What this exercise asks =>
1 > In the notes on limsup and liminf, what limit set does the example sequence have?
2 > Name every heading in the notes on limsup and liminf that ends with the § mark.
3 > Resume the notes on limsup and liminf after their last sentence, which is about the Riemann Sum.

Extract =>
By the upper bound nature of supremums,

$$x_n+y_n\le \underset{k\ge n}{\sup }{x}_k+\underset{k\ge n}{\sup }{y}_k$$

And furthermore, as the supremum of $x_n+y_n$ is the least upper bound,

$$\underset{k\ge n}{\sup }(x_k+y_k)\le \underset{k\ge n}{\sup }{x}_k+\underset{k\ge n}{\sup }{y}_k$$

We apply the limit on both sides to obtain our theorem.

The limit set of $\{x_n{\}}_{n=1}^{\infty }$ is

$$\{x\in \mathbb{R}|\exists x_{n_j}\to x\}$$

As $j\to \infty$. In other words, its the set of all limits that $\{x_n\}$’s subsequences converge to.

Example: Limit Sets

$$x_n=\{\begin{array}{ll}\frac{5}{n+1}& \text{n odd}\\ \frac{(-1{)}^n+n^2}{n^2}& \text{n even}\end{array}$$

Then, our limit set is $S=\{0,1\}$.

Interestingly enough, in the above example, our liminf is 0, and our limsup is 1! This is no coincidence - we can use limit sets to compute our liminf and limsup!

Theorem: Limit Sets and Liminf / Limsup

Let $\{x_n\}$ be a bounded sequence, and let $S$ be the limit set.

Then,

$$\begin{array}{r}\underset{n\to \infty }{\mathrm{limsup}}{x}_n=\sup (S)\\ \underset{n\to \infty }{\mathrm{liminf}}{x}_n=\inf (S)\end{array}$$

We omit the proof.

Theorem: Convergence and Limsup / Liminf

$$\mathrm{limsup}{x}_n=\mathrm{liminf}{x}_n⟺\lim x_n=L\text{ exists}$$

In which case, all 3 limits are equal to $L$.

Proof (Forward Direction)

Proof ($\to$) §

Assume $\mathrm{liminf}{x}_n=\mathrm{limsup}{x}_n=L$. Then, for any $n$,

$$\underset{k\ge n}{\inf }{x}_k\le x_n\le \underset{k\ge n}{\sup }{x}_k$$

Taking the limit of both sides as $n\to \infty$, we get

$$L\le \underset{n\to \infty }{\lim }{x}_n\le L$$

Forcing our limit to be equal to $L$.

Integration §

Darboux Integrals §

Suppose we have a function $f:[a,b]\to \mathbb{R}$. In this section, we formally define what an integral is.

$${\int }_a^{b}f(x)dx$$

Definition of an Integral

Recall that in earlier calculus classes, we define an integral as the sum of progressionally smaller rectangles under the curve, known as a Riemann Sum.

Given records =>
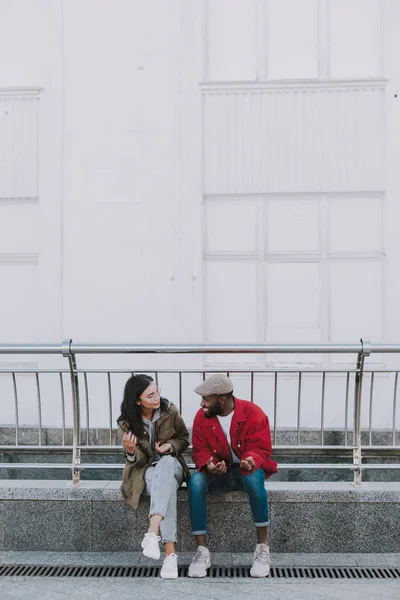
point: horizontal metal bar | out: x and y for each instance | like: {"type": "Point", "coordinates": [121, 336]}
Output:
{"type": "Point", "coordinates": [30, 349]}
{"type": "Point", "coordinates": [8, 371]}
{"type": "Point", "coordinates": [345, 348]}
{"type": "Point", "coordinates": [215, 348]}
{"type": "Point", "coordinates": [284, 448]}
{"type": "Point", "coordinates": [282, 466]}
{"type": "Point", "coordinates": [49, 371]}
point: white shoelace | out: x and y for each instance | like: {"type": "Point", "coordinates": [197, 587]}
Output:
{"type": "Point", "coordinates": [262, 556]}
{"type": "Point", "coordinates": [171, 557]}
{"type": "Point", "coordinates": [200, 557]}
{"type": "Point", "coordinates": [150, 535]}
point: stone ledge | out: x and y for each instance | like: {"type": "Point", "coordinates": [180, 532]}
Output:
{"type": "Point", "coordinates": [278, 492]}
{"type": "Point", "coordinates": [310, 517]}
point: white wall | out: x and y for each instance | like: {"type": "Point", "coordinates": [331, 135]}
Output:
{"type": "Point", "coordinates": [221, 170]}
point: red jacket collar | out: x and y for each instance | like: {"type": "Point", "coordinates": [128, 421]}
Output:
{"type": "Point", "coordinates": [238, 416]}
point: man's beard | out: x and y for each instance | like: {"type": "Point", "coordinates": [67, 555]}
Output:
{"type": "Point", "coordinates": [213, 412]}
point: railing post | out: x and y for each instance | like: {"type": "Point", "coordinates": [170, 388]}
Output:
{"type": "Point", "coordinates": [76, 432]}
{"type": "Point", "coordinates": [357, 458]}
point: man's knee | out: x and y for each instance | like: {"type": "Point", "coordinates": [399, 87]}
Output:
{"type": "Point", "coordinates": [255, 479]}
{"type": "Point", "coordinates": [197, 482]}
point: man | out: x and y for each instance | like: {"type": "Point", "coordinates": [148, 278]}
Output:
{"type": "Point", "coordinates": [231, 449]}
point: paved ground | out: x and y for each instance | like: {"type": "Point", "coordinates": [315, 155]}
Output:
{"type": "Point", "coordinates": [25, 588]}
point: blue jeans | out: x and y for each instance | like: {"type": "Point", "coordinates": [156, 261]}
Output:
{"type": "Point", "coordinates": [253, 484]}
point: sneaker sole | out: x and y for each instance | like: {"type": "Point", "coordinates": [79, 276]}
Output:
{"type": "Point", "coordinates": [259, 576]}
{"type": "Point", "coordinates": [149, 555]}
{"type": "Point", "coordinates": [200, 576]}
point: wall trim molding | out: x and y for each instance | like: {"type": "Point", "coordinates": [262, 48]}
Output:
{"type": "Point", "coordinates": [15, 259]}
{"type": "Point", "coordinates": [226, 197]}
{"type": "Point", "coordinates": [378, 83]}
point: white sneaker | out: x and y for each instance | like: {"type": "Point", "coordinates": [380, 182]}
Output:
{"type": "Point", "coordinates": [169, 570]}
{"type": "Point", "coordinates": [260, 566]}
{"type": "Point", "coordinates": [200, 562]}
{"type": "Point", "coordinates": [150, 546]}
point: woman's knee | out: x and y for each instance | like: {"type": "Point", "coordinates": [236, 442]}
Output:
{"type": "Point", "coordinates": [166, 462]}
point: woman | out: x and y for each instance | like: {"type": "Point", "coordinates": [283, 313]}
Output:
{"type": "Point", "coordinates": [154, 438]}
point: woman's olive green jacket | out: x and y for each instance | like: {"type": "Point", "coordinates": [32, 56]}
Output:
{"type": "Point", "coordinates": [169, 428]}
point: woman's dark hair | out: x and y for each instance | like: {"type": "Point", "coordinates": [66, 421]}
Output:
{"type": "Point", "coordinates": [131, 412]}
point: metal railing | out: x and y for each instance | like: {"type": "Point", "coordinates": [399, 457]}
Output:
{"type": "Point", "coordinates": [354, 378]}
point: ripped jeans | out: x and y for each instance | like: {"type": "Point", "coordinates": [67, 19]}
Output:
{"type": "Point", "coordinates": [162, 482]}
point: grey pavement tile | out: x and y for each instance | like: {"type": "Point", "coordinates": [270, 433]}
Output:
{"type": "Point", "coordinates": [371, 560]}
{"type": "Point", "coordinates": [242, 559]}
{"type": "Point", "coordinates": [99, 589]}
{"type": "Point", "coordinates": [309, 560]}
{"type": "Point", "coordinates": [114, 527]}
{"type": "Point", "coordinates": [393, 559]}
{"type": "Point", "coordinates": [36, 525]}
{"type": "Point", "coordinates": [335, 559]}
{"type": "Point", "coordinates": [283, 560]}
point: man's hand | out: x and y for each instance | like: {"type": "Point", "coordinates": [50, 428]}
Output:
{"type": "Point", "coordinates": [163, 449]}
{"type": "Point", "coordinates": [129, 442]}
{"type": "Point", "coordinates": [248, 464]}
{"type": "Point", "coordinates": [218, 469]}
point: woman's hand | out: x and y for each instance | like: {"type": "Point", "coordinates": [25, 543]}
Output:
{"type": "Point", "coordinates": [163, 449]}
{"type": "Point", "coordinates": [129, 442]}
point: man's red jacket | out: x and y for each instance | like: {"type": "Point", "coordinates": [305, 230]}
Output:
{"type": "Point", "coordinates": [250, 436]}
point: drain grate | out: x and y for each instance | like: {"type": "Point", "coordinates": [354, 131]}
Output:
{"type": "Point", "coordinates": [214, 572]}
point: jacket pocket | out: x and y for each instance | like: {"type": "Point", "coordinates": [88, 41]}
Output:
{"type": "Point", "coordinates": [165, 434]}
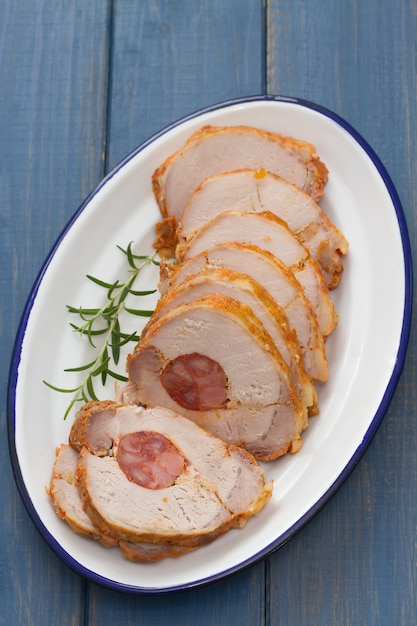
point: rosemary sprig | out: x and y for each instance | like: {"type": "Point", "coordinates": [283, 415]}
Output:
{"type": "Point", "coordinates": [104, 324]}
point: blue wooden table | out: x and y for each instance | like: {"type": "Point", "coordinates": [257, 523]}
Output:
{"type": "Point", "coordinates": [81, 85]}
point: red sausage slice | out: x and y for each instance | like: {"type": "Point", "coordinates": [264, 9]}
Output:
{"type": "Point", "coordinates": [195, 382]}
{"type": "Point", "coordinates": [150, 460]}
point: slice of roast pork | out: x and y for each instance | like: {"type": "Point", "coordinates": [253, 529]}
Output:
{"type": "Point", "coordinates": [216, 149]}
{"type": "Point", "coordinates": [277, 279]}
{"type": "Point", "coordinates": [63, 491]}
{"type": "Point", "coordinates": [268, 232]}
{"type": "Point", "coordinates": [259, 191]}
{"type": "Point", "coordinates": [165, 480]}
{"type": "Point", "coordinates": [213, 361]}
{"type": "Point", "coordinates": [241, 287]}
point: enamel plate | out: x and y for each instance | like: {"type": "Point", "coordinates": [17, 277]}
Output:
{"type": "Point", "coordinates": [365, 353]}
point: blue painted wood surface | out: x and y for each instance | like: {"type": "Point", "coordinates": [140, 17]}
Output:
{"type": "Point", "coordinates": [83, 83]}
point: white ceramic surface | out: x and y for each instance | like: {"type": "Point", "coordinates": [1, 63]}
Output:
{"type": "Point", "coordinates": [365, 353]}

Answers provided =>
1 > S = {0, 1}

2 > Proof (→); Integration; Darboux Integrals

3 >
$${\int }_a^{b}f(x)dx=\underset{n\to \infty }{\lim }\sum _{i=1}^{n}f(x_i)\Delta x_i$$

Consider the closed interval $[a,b]$, and partition it using $n+1$ points $x_0,x_1,x_2,\dots x_n\in [a,b]$, where

$$x_0=a{x}_i<x_{i+1},\forall i{x}_n=b$$

Let $f$ be bounded, and consider the interval between any two partition points $[x_{i-1},x_i]$. By assumption, we can define the quantities $m_i$, the infimum of $f$ along this interval, and $M_i$, the supremum of $f$ along this interval.

$$m_i=\underset{x\in [x_{i-1},x_i]}{\inf }f(x)M_i=\underset{x\in [x_{i-1},x_i]}{\sup }f(x)$$

And use this to define the lower ($L$) and upper ($U$) Darboux sums of $f$,

$$L(f,P)=\sum _{i=1}^n{m}_i\Delta x_{i}U(f,P)=\sum _{i=1}^n{M}_i\Delta x_i$$

Where $\Delta x_i=x_i-x_{i-1}$.

Note that as $\Delta x_i$ is the width of our interval, we are defining rectangles under $f$ (whose heights are either the infimum of supremum along the interval)! This is very similar to Riemann Sums.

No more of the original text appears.